CONSIGNE =>
Rédigez, s'il vous plaît, la suite de l'extrait sur l'ouvrage de Jean-Marie Vincent consacré à Max Weber, en reprenant après sa dernière phrase.

Cet ouvrage, malgré ce que pourrait laisser penser son titre, n’est pas une nouvelle introduction à la sociologie de celui dont on doit brosser le portrait en « fondateur de discursivité » : Max Weber [1864-1920]. Elevé par la communauté scientifique au grade prestigieux, séminal, de « fondateur », il appartient en effet à l’espèce rare de ceux à partir desquels on parle. C’est dans cet esprit qu’il faut recevoir la récente réédition, rehaussée d’une excellente préface de Catherine Colliot-Thélène, du travail de feu Jean-Marie Vincent [1934-2004] : Max Weber ou la démocratie inachevée.

Ici, le sociologue allemand ne se donne donc pas en objet d’exégèse à saisir dans la dernière de ses virgules, à comprendre ligne à ligne, il s’offre en point pivot à partir duquel éclatent mille chemins fréquentés tantôt par ceux qu’il croisa effectivement (Robert Michels, dont la sociologie politique n’était pas indifférente au premier…, Ernst Bloch, moins estimé « à cause de son extrémisme », p. 35)…), mais également par d’autres qui parlèrent à partir de son nom (la tradition de l’École de Francfort, très friande de réflexions sur la domination de la « rationalité en finalité » et autre « désenchantement du monde »), et par un aîné qui l’intéressa au plus haut point, et sur lequel J.-M. Vincent revient assidûment (Karl Marx). Un objectif anime tout cela : composer un tableau vivant du présent démocratique.

EXTRAITS DE DONNÉES =>

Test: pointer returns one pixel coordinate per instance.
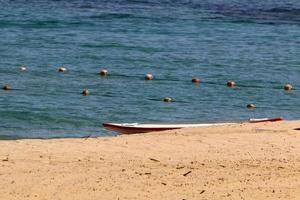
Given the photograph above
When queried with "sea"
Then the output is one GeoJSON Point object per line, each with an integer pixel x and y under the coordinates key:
{"type": "Point", "coordinates": [255, 43]}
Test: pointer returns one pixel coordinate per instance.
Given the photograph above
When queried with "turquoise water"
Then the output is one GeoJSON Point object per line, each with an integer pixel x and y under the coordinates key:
{"type": "Point", "coordinates": [255, 43]}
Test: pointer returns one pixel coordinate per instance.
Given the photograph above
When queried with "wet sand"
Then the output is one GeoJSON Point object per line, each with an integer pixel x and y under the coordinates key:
{"type": "Point", "coordinates": [243, 161]}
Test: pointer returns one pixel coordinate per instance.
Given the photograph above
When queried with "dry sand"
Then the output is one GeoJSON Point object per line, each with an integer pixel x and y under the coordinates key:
{"type": "Point", "coordinates": [245, 161]}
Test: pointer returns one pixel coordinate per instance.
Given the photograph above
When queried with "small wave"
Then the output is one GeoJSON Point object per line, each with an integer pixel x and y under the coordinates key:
{"type": "Point", "coordinates": [112, 16]}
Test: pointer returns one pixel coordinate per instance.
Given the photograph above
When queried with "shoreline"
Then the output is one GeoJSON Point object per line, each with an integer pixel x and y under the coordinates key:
{"type": "Point", "coordinates": [241, 161]}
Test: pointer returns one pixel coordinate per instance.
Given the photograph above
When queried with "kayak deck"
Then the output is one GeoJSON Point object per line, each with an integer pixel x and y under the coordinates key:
{"type": "Point", "coordinates": [128, 128]}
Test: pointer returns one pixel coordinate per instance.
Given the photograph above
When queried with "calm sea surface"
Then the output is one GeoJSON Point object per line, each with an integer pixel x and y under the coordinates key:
{"type": "Point", "coordinates": [254, 42]}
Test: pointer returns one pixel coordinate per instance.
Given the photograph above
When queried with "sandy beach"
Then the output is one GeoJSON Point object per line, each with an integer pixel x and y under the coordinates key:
{"type": "Point", "coordinates": [243, 161]}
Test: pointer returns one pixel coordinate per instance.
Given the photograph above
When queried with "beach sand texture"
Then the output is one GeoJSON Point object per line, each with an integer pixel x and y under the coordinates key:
{"type": "Point", "coordinates": [243, 161]}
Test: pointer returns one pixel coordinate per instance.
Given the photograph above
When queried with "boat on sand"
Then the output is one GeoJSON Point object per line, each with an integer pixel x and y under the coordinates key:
{"type": "Point", "coordinates": [130, 128]}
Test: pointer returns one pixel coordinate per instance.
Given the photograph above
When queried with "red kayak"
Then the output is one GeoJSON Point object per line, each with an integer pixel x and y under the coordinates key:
{"type": "Point", "coordinates": [129, 128]}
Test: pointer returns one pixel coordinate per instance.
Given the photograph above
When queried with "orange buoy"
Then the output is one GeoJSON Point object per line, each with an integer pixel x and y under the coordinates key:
{"type": "Point", "coordinates": [288, 87]}
{"type": "Point", "coordinates": [85, 92]}
{"type": "Point", "coordinates": [104, 72]}
{"type": "Point", "coordinates": [6, 87]}
{"type": "Point", "coordinates": [251, 105]}
{"type": "Point", "coordinates": [62, 69]}
{"type": "Point", "coordinates": [23, 68]}
{"type": "Point", "coordinates": [168, 99]}
{"type": "Point", "coordinates": [196, 80]}
{"type": "Point", "coordinates": [231, 83]}
{"type": "Point", "coordinates": [149, 77]}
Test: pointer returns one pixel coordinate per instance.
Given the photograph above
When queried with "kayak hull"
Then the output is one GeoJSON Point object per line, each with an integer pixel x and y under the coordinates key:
{"type": "Point", "coordinates": [131, 128]}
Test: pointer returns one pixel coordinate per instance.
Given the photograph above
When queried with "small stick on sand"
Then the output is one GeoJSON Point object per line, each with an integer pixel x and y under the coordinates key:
{"type": "Point", "coordinates": [187, 173]}
{"type": "Point", "coordinates": [154, 160]}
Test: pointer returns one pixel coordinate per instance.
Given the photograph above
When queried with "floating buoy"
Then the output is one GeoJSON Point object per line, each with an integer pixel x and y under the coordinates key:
{"type": "Point", "coordinates": [6, 87]}
{"type": "Point", "coordinates": [168, 99]}
{"type": "Point", "coordinates": [288, 87]}
{"type": "Point", "coordinates": [104, 72]}
{"type": "Point", "coordinates": [251, 105]}
{"type": "Point", "coordinates": [85, 92]}
{"type": "Point", "coordinates": [62, 69]}
{"type": "Point", "coordinates": [149, 77]}
{"type": "Point", "coordinates": [196, 80]}
{"type": "Point", "coordinates": [230, 83]}
{"type": "Point", "coordinates": [23, 68]}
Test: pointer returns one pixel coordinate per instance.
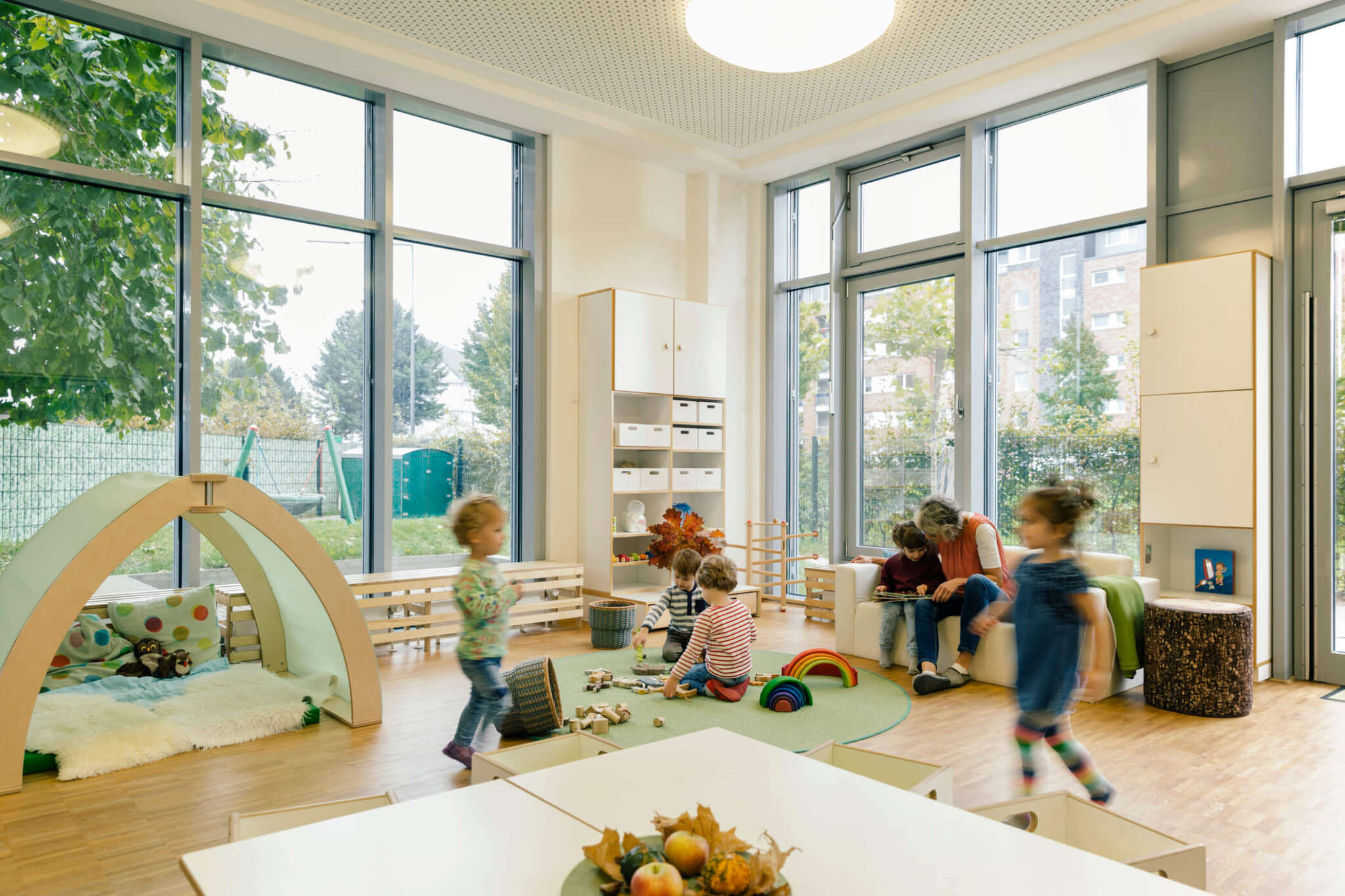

RÉSULTAT ATTENDU =>
Aussi assiste-t-on à une première partie de la réflexion où la pensée weberienne est inlassablement renvoyée à son contexte social, historique, de production, l’Allemagne de la fin du XIXème et du début du XXème où l’on parle construction de l’État bismarckien, unification allemande et agitation révolutionnaire. La sociologie politique weberienne, faite de domination, de violence et de force, d’inquiétude et de pessimisme, est alors mise à l’épreuve de ses vertus, une indubitable puissance analytique de ce qui s’offrait à elle, ainsi qu’à celle des critiques adressées par l’auteur au titre, après tout incontestable, d’un désir de renouvellement destiné à introduire à une modernité de la démocratie.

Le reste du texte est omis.